Set of tasks:
(1) Rewrite the rows from the line containing "Identify one point on each instance of the woman's left" through the last row, keeping both ends and the requests, and shift every coordinate in the answers by adding 89 to each number. Don't include the pictures.
(2) Pick up the passage on combining speech coding with speech recognition where it stops, and keep writing.

Supplied passage:
In the present invention, in order to allow sharing of the speech
analyzer by both units, the high efficiency voice coding output is
corrected by using knowledge of voice and matching to a difference
pattern. The output of the speech analyzer of the high efficiency
voice coding system includes the spectrum envelope information (for
example, linear prediction coefficient or PARCOR coefficient), the
fine spectrum information (sound source waveform information) (for
example, prediction residual waveform), power of sound source
waveform, pitch frequency or period of sound source (including
presence or absence of periodicity). They are compared with the
vector code books so that they are encoded to the vector codes. The
information is encoded by the high efficiency voice coding system
(to be described later) and then it is transmitted.
The speech recognizer determines format and pitch information based
on the output information. This is very effective to improve
performance of phones recognition. It has been widely known that
the format value and the variation thereof in time are very
important information to determine the phones. It has also been
known from the synthesis experiment that the falling or raising
pattern of pitch frequency in time is effective to distinguish
similar voiceless consonant and voiced consonant (for example, k
and g, t and d or p and b) and there is very little case where they
are directly used for the recognition. In the present invention, by
taking the advantage of a vector quantization method for analysis
and coding, a plurality of candidates for the formant frequency and
the pitch frequency corresponding to the vector code are extracted
and represented in a table so that extraction time is saved and
unstability of extraction is avoided.
By utilizing the spectrum information, format information and pitch
information, the recognition ability is significantly improved over
prior art systems which use only the spectrum information.
An embodiment which integrates the high efficiency speech coding
system of the present invention and the speech recognition system
is explained.
FIG. 3 illustrates processing of a communication terminal which has
a high efficiency speech coding unit and a speech recognition unit.
It is shown by blocks to facilitate understanding of the functions.

Dataset rows:

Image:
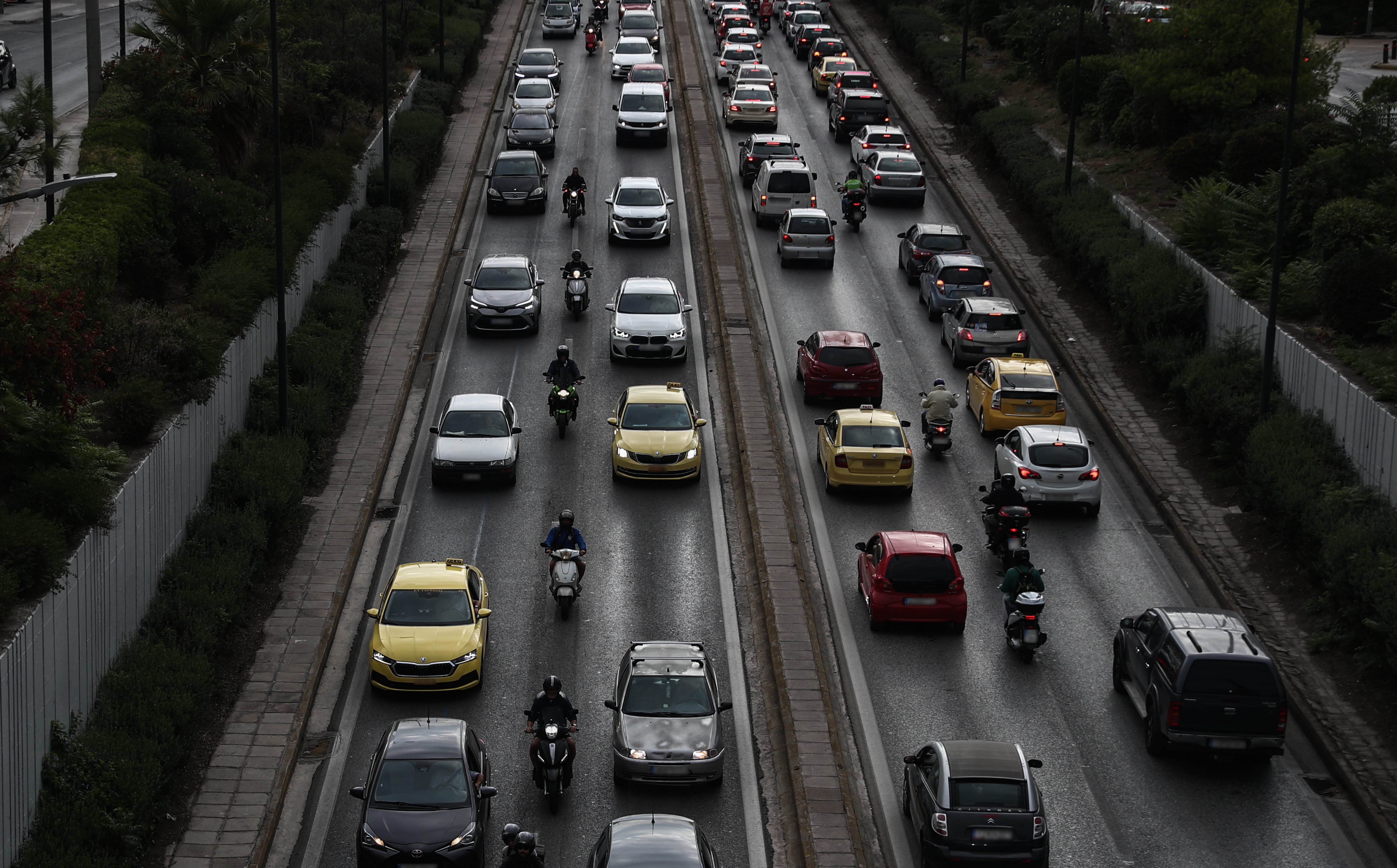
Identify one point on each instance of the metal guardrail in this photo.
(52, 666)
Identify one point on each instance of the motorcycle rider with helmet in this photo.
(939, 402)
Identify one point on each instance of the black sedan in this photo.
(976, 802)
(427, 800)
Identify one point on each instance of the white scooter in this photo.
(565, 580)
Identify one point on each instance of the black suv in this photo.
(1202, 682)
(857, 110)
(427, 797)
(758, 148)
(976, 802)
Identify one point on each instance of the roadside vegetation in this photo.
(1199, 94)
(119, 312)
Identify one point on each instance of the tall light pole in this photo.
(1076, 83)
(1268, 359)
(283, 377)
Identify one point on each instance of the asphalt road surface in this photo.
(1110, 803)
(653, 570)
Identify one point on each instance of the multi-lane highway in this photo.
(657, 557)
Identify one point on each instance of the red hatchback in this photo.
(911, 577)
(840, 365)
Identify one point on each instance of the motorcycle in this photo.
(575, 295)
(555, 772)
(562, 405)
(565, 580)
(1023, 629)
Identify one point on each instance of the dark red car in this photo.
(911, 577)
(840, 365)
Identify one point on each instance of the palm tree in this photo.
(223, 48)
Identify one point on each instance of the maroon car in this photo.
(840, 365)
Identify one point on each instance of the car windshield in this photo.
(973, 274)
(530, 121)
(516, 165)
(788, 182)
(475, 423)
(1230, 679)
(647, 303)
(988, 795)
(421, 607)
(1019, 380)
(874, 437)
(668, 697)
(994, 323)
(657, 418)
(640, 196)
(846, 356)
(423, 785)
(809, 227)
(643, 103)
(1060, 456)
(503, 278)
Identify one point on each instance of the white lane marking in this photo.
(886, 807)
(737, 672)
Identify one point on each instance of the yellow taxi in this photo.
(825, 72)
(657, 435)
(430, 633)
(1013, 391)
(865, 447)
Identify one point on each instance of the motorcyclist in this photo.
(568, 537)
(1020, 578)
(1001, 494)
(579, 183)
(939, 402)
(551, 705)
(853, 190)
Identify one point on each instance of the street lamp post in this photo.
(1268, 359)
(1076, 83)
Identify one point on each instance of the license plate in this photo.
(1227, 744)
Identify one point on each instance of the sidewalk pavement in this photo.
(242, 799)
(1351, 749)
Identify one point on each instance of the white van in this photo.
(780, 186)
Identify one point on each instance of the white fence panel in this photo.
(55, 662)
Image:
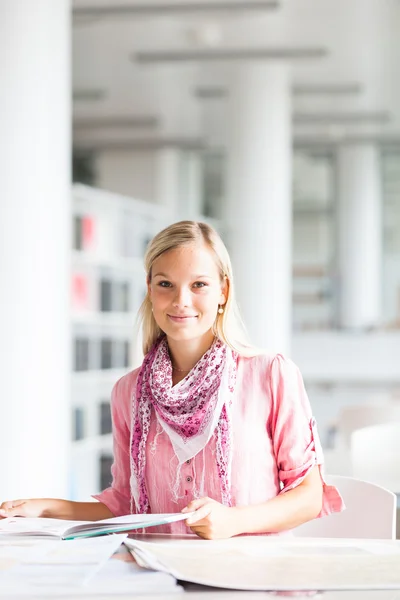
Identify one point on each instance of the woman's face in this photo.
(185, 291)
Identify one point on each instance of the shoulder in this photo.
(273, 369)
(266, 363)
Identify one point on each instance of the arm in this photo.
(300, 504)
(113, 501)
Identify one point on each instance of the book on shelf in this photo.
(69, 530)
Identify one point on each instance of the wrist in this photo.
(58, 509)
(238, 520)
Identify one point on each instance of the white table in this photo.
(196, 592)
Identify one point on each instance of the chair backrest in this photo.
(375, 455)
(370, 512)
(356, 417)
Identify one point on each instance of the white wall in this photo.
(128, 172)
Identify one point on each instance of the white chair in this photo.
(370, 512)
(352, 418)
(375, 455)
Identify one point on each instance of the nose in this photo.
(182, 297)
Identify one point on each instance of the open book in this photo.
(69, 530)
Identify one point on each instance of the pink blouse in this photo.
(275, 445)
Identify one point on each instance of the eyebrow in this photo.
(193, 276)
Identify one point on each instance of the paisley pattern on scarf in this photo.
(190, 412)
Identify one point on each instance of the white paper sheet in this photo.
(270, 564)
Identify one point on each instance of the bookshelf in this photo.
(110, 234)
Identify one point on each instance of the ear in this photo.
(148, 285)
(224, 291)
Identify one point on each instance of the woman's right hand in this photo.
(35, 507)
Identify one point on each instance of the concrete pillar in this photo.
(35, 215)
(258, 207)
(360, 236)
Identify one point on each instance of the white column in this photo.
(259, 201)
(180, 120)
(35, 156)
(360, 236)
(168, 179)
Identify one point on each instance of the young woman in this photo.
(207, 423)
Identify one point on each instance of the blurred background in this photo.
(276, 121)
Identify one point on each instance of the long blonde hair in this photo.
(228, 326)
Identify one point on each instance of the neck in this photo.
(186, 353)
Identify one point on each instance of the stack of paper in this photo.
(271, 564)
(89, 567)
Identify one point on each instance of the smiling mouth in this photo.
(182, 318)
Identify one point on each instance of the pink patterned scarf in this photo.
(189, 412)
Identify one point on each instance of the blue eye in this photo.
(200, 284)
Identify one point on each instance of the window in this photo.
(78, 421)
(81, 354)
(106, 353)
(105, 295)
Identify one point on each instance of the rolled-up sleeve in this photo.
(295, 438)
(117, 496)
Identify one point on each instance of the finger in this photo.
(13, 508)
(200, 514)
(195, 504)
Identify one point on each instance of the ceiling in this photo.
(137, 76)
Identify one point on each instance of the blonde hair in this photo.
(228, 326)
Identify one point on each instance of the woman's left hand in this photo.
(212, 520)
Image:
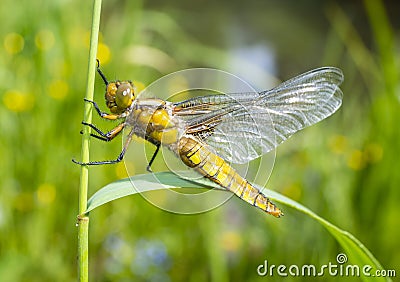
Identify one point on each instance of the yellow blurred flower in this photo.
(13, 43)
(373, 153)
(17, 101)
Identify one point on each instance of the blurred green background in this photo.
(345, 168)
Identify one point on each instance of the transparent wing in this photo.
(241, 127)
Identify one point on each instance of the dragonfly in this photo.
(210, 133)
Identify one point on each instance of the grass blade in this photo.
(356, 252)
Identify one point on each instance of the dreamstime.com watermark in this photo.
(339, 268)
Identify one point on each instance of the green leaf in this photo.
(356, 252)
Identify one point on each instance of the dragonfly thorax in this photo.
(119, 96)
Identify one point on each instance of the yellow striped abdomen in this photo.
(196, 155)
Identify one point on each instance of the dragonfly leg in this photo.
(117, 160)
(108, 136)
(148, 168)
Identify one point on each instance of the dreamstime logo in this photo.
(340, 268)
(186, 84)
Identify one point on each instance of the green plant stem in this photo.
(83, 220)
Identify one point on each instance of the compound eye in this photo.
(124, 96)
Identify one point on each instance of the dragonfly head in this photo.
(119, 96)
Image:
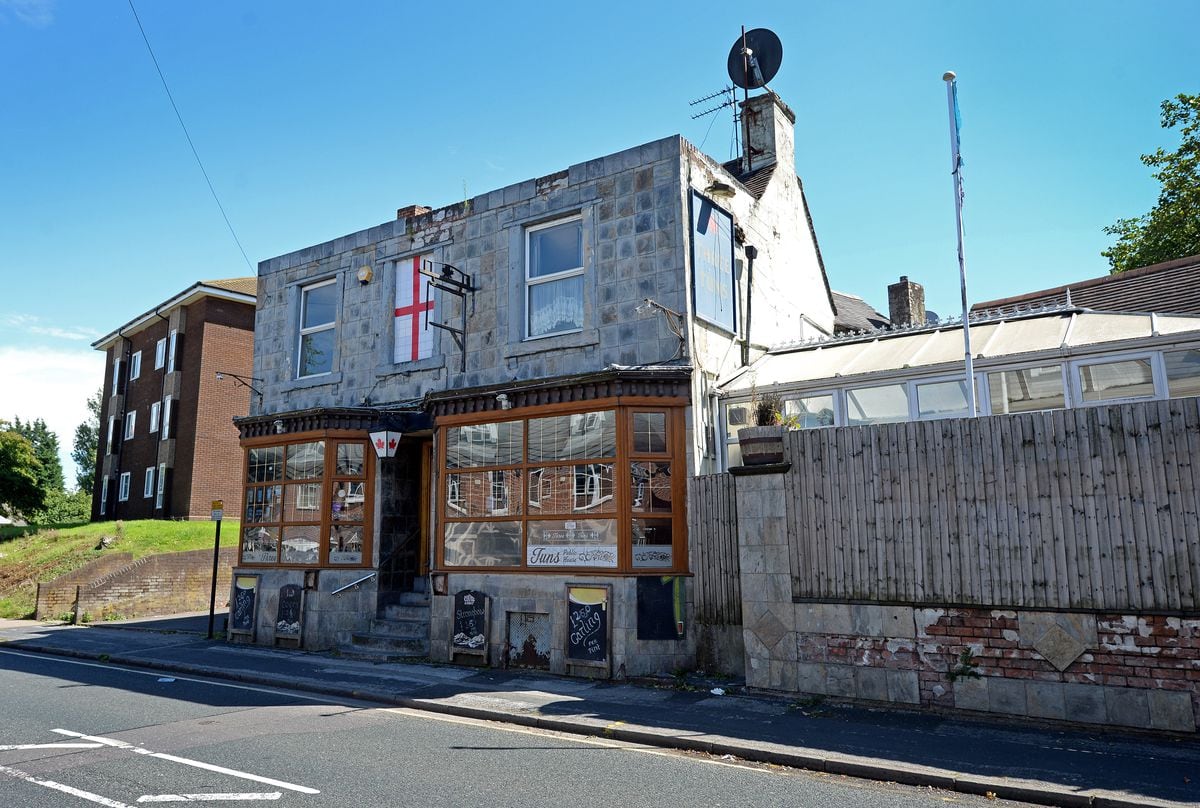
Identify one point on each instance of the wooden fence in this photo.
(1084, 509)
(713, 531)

Exercise results:
(1)
Identify one point on each instance of the woman's left hand in this photo.
(301, 609)
Image:
Identify one point on each instance of the yellow blurred flower in this photo.
(102, 132)
(462, 242)
(106, 190)
Identify one point on each instance of the blurred green background in this photo.
(434, 257)
Identify one point on each instance of the transparent wing in this photo.
(330, 216)
Identify one point on each instance of the dragonfly in this photo.
(299, 222)
Identify one point on each instance of the grass blade in this photo.
(445, 341)
Identify one point on each instance of the dreamstime.com watermark in this photo.
(428, 357)
Identify one point on each instance of the green leaf in this photo.
(445, 341)
Identify one point on each instance of the dragonfly thorax in this photo.
(208, 185)
Identify one point on each instance of the yellow striped abdomen in this photo.
(285, 244)
Identify one point on each instance of the dragonfly leg in this photo.
(206, 249)
(197, 225)
(237, 257)
Identify one point on each instance of the dreamstime logo in this photo.
(429, 357)
(275, 173)
Identify one point on each instance of the green plant stem in this photo.
(172, 309)
Identify one point on each instance of the compound eye in this photo.
(213, 185)
Identify one point on each instance of the dragonfly head in this photo.
(208, 185)
Image:
Identify one point on each instance of the wooden fence in this photo.
(1173, 598)
(802, 620)

(2)
The speech input 101 is encoded by the high efficiency speech
encoding unit 300 and the encoded speech signal 301 from the unit
300 is sent out to the line 105 through an encoded speech interface
302 when it is to be transmitted, and applied to the speech
recognition unit 110 and also stored in the memory 109 when it is
to be used as a speech recognition input to the data terminal. When
the recognition result is to be checked, the content of the memory
109 is transferred to the high frequency voice decoding unit 106.
Because it is high efficiency encoded, the memory capacity required
may be small. The recognition result is sent to the word processor
113 where it is handled in the same manner as a normal keyed-in
data, and when it is to be transmitted as data, it is sent out to
the line 105 through the transmitter 206-1 and the line interface
302.
The voice coding unit 300 will be explained later. An embodiment of
the speech recognition unit 110 is shown in FIG. 4.
FIG. 4 shows a block diagram of the speech recognition unit 110.
The encoded speech signal 301 encoded by the voice coding unit 103
is decomposed into codes by an encoder 401 (which uses the function
of 208 of FIG. 2 although it is not essential). Pitch information
is sent to a pitch corrector 402 and other information is sent to a
matching unit 405 and a formant selector 406.
In the pitch extraction method of the present embodiment, the pitch
information is extracted from those having pitch range specified by
using the spectrum information to be described later. Accordingly,
the pitch information is extracted more stably than in a
conventional pitch extraction method. However, since misextraction
may occur by an environmental noise, the extracted pitch
information is compared with preceding and succeeding pitch
information by the pitch corrector 402 and if discontinuity which
does not occur phonetically, external insertion is made based on
the immediately preceding pitch information. A simplest correction
is to substitute by the immediately preceding pitch information.
The pitch information thus corrected is sent to a template selector
403 (in the recognizer 213 of FIG. 2) and a matching corrector 408
(processed by the main processor 201 of FIG. 2).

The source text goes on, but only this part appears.